* BRIEF A *
Duplicate the Peanuts fan theories from "Unless introduced later, characters" up to and including "as she aged.".
* BRIEF B *
In the Peanuts fan theories, rewrite the paragraph beginning "Sally dyed her hair by the time" as a short list that keeps its main facts.
* BRIEF C *
Write the next part of the Peanuts fan theories, picking up after their final line.

===== PROVIDED TEXT

Unless introduced later, characters aged normally before the strip started and since it ended.
Self-explanatory. Charlie Brown, of course, would be the only one inconvenienced by being an 18-year-old in 2010 with a 1942 birth certificate.
  • Why 1942? It's pretty clear the kids were a bit younger in the early 50's (Charlie Brown could barely read, for one), so it's more likely they'd have been born in 1945 or 1946.

Linus and Sally eventually got married, and Calvin is their son.
Sally dyed her hair by the time Calvin and Hobbes started, Calvin's clothing is a hand-me-down from Linus, Calvin got his blond hair from Sally, and he is extremely attached to an inanimate object like his father was.
  • And Linus was wearing glasses for a while.
    • Sally may not have dyed her hair dark; it may have just darkened naturally as she aged.
  • This may be the best WMG ever written.
  • In the same vein, Rerun's real name is Max.

The Great Pumpkin and Linus are: Godot and Vladimir/Estragon, writ small.

One day Charlie Brown will Earn His Happy Ending.

==========
===== RAW DATA

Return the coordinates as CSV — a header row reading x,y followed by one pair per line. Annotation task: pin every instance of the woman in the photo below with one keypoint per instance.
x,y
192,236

==========

* OUTPUT A *
Unless introduced later, characters aged normally before the strip started and since it ended.
Self-explanatory. Charlie Brown, of course, would be the only one inconvenienced by being an 18-year-old in 2010 with a 1942 birth certificate.
  • Why 1942? It's pretty clear the kids were a bit younger in the early 50's (Charlie Brown could barely read, for one), so it's more likely they'd have been born in 1945 or 1946.

Linus and Sally eventually got married, and Calvin is their son.
Sally dyed her hair by the time Calvin and Hobbes started, Calvin's clothing is a hand-me-down from Linus, Calvin got his blond hair from Sally, and he is extremely attached to an inanimate object like his father was.
  • And Linus was wearing glasses for a while.
    • Sally may not have dyed her hair dark; it may have just darkened naturally as she aged.

* OUTPUT B *
- Sally had dyed her hair by the time Calvin and Hobbes started.
- Calvin's clothing is a hand-me-down from Linus.
- Calvin got his blond hair from Sally.
- Calvin is extremely attached to an inanimate object, as his father was.

* OUTPUT C *
But he still won't ever kick that football.

Schroeder is a high-functioning autistic.
He gets along fine with some; others, not so much. Obsessed with Beethoven and his piano. Likes being around all the dancing fun, but doesn't dance, just plays DJ. Possible savant. Plus, Schulz has already recognized mental irregularity (Lucy's psychiatry stand), which was pretty advanced for its time. In Schroeder, he's shown children that differently-abled citizens can be fun, productive, highly-skilled pals.

Charlie Brown grows up to be Al Bundy.
Things look up for him during his high school years. He ends up being a football star and ends up married with the Red Haired Girl of his dreams. Then things start to go downhill.

Schroeder is a well-known child prodigy in his universe.
Early strips have mentions of him playing at Carnegie Hall, appearing with the philharmonic and getting cast as "Beethoven, the boy" in a movie about Beethoven. His parents want him to have a normal childhood, so he lives in the neighborhood. Despite his celebrity status among grown-ups, most of the little kids treat him as one of them, since they hardly comprehend his fame. The exception is Lucy, who's a golddigger.

The doghouse is a TARDIS
With the amount of junk Snoopy drags out of it it has to be bigger on the inside. It can fly. I propose the doghouse is in fact a TARDIS. Woodstock makes a fine companion.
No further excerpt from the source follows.